TO BE DONE: Copy the material below, starting at the line containing "In this photo, where can the blue" and ending at the end of the material, keeping every line in place. Increase each coordinate in the answers by 16.

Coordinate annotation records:

☆ ☆ ☆ ☆ ☆ ☆ ☆

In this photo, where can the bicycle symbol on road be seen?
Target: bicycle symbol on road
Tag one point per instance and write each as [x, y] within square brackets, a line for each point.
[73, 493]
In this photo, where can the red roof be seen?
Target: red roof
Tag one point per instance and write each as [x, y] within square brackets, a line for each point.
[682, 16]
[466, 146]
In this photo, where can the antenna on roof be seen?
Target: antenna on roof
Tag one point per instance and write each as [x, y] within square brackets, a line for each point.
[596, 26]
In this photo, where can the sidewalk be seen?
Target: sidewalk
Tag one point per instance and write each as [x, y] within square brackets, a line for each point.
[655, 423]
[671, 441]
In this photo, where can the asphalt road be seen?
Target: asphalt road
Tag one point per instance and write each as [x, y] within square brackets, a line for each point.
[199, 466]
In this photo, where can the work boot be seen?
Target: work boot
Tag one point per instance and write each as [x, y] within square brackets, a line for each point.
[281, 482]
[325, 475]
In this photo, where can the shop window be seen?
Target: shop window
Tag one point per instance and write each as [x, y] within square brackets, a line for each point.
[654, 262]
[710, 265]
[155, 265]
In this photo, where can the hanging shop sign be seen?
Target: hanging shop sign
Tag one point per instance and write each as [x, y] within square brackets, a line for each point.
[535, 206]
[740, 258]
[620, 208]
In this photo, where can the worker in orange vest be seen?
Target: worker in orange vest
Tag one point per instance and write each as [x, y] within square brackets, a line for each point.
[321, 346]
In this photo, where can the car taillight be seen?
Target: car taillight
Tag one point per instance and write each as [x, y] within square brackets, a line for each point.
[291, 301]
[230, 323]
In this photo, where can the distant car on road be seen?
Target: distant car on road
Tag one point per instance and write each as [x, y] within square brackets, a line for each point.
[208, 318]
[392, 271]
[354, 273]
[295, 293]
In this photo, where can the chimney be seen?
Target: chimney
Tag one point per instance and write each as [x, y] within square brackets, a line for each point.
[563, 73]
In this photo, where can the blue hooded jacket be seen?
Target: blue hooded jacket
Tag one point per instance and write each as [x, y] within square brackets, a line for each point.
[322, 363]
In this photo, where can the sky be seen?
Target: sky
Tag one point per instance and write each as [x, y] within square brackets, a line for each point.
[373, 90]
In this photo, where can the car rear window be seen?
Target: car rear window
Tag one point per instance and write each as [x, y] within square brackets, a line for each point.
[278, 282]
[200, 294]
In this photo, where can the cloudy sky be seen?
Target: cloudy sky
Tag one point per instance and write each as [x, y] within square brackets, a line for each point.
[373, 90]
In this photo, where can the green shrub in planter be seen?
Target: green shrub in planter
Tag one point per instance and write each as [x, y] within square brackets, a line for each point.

☆ ☆ ☆ ☆ ☆ ☆ ☆

EXPECTED ANSWER:
In this photo, where can the blue hooded jacket be seen?
Target: blue hooded jacket
Tag one point per instance and write each as [x, y] within square brackets, a line for each point.
[338, 379]
In this photo, where can the sky be seen?
Target: sky
Tag one point per instance and write each as [x, y] within square brackets, a line for each point.
[389, 106]
In this photo, where can the car rear window be seen?
Target: car rear window
Tag one point per instance and write each as [x, y] within square brackets, a line for each point.
[294, 298]
[216, 310]
In this photo, where can the cloudy sky be seen?
Target: cloudy sky
Tag one point per instance and write each as [x, y] within square brackets, a line for each point.
[389, 106]
In this photo, where can the green shrub in planter be seen?
Target: green shrub in planter
Tag one point per instance and write each as [x, y] within square brackets, a line for each point.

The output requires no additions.